# Page extract
################
Other Information: We also collect other information you may voluntarily provide. This may include content you provide for publication. We may also receive your communications with others through our Website and Services (such as contacting an author through our Website) or communications directly with us (such as through email, feedback or other forms or social media). If you are a subscribed user, we will also collect your user preferences, such as the types of articles you would like to read.

Information from third parties (such as, from your employer or LinkedIn): We may also receive information about you from third party sources. For example, your employer may provide your information to us, such as in connection with an article submitted by your employer for publication. If you choose to use LinkedIn to subscribe to our Website and Services, we also collect information related to your LinkedIn account and profile.

Your interactions with our Website and Services: As is true of most websites, we gather certain information automatically. This information includes IP addresses, browser type, Internet service provider (ISP), referring/exit pages, operating system, date/time stamp and clickstream data. We use this information to analyze trends, to administer the Website and our Services, to improve the content and performance of our Website and Services, and to track users' movements around the site. We may also link this automatically-collected data to personal information, for example, to inform authors about who has read their articles. Some of this data is collected through information sent by your web browser. We also use cookies and other tracking technologies to collect this information. To learn more about cookies and other tracking technologies that JD Supra may use on our Website and Services please see our "Cookies Guide" page.
################
# Extracted records

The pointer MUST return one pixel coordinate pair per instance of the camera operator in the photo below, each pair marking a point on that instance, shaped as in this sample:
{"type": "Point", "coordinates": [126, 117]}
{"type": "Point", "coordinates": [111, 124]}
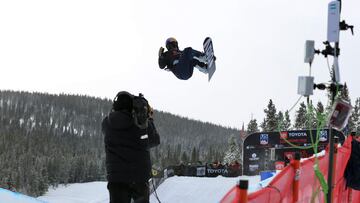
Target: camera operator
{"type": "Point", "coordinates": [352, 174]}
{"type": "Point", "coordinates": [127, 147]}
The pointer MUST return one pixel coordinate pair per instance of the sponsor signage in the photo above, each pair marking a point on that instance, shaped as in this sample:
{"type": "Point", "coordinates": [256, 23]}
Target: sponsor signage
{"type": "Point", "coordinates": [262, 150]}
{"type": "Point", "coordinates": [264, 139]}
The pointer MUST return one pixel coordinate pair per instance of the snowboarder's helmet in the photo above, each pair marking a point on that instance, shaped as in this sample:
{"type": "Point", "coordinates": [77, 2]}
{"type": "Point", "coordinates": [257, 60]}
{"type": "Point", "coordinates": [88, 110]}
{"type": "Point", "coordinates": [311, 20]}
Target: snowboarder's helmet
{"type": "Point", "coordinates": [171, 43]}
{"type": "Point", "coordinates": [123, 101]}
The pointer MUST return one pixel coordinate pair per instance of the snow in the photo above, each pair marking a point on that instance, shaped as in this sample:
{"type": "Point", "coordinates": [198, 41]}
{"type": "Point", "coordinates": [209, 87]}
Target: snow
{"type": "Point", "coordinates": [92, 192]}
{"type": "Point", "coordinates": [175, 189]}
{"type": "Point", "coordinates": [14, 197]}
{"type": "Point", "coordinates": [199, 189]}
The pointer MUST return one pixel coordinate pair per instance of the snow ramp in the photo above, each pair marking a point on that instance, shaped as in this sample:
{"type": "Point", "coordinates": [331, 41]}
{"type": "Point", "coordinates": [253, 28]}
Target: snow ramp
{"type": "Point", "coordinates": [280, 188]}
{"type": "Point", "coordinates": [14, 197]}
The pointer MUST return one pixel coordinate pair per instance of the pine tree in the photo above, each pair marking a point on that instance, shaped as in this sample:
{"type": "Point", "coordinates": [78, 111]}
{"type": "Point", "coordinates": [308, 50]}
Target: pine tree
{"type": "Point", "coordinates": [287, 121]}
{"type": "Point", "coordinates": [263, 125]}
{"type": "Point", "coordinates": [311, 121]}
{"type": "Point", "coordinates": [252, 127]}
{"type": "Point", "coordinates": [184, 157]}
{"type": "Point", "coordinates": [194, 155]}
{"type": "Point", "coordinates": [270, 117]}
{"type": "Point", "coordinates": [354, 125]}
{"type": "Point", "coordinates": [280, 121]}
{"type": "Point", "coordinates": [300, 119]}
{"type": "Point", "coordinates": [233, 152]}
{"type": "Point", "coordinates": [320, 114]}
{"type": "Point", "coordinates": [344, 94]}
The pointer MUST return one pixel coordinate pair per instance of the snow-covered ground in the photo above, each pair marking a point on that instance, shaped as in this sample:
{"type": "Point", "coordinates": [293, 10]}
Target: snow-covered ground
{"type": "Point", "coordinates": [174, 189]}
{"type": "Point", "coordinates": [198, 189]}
################
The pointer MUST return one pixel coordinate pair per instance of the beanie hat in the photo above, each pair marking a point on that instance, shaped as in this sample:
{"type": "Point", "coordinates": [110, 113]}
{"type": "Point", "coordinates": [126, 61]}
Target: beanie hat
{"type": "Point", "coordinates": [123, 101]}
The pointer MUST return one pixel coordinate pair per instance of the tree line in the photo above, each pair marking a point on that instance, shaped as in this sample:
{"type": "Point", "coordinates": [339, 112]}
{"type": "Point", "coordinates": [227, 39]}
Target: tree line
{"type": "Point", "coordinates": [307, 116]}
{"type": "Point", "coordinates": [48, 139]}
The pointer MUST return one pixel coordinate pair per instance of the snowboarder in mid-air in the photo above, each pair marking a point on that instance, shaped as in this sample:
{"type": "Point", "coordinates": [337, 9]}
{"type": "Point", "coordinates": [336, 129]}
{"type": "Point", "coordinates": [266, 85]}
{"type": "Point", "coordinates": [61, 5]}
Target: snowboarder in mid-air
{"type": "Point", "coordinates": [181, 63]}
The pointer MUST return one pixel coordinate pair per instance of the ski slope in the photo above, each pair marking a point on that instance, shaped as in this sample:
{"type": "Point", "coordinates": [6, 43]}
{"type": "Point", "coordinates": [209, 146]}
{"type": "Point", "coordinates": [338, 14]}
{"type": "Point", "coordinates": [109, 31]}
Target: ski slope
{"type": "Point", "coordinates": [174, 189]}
################
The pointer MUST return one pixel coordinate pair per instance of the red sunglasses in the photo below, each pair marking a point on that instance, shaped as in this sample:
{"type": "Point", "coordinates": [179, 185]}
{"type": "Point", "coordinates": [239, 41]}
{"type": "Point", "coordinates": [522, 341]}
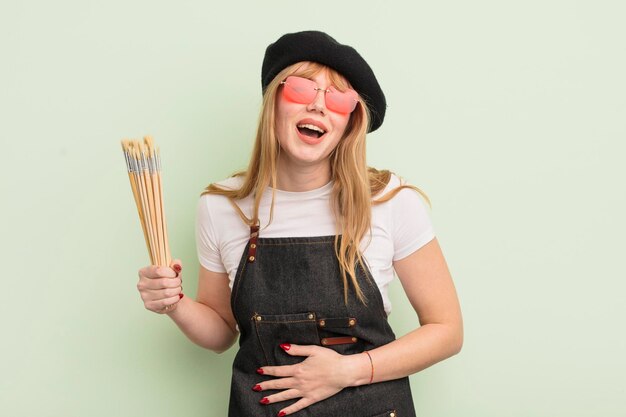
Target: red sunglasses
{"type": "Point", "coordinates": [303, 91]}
################
# Requirement A
Repeat the part of the privacy passage that opens with the words containing "Other Information: We" and closes with "like to read.", switching "communications" to "messages".
# Requirement B
According to the privacy passage, what extra information is collected from subscribed users?
None of the entries are needed here.

# Answer space A
Other Information: We also collect other information you may voluntarily provide. This may include content you provide for publication. We may also receive your messages with others through our Website and Services (such as contacting an author through our Website) or messages directly with us (such as through email, feedback or other forms or social media). If you are a subscribed user, we will also collect your user preferences, such as the types of articles you would like to read.

# Answer space B
Their user preferences, such as the types of articles they would like to read.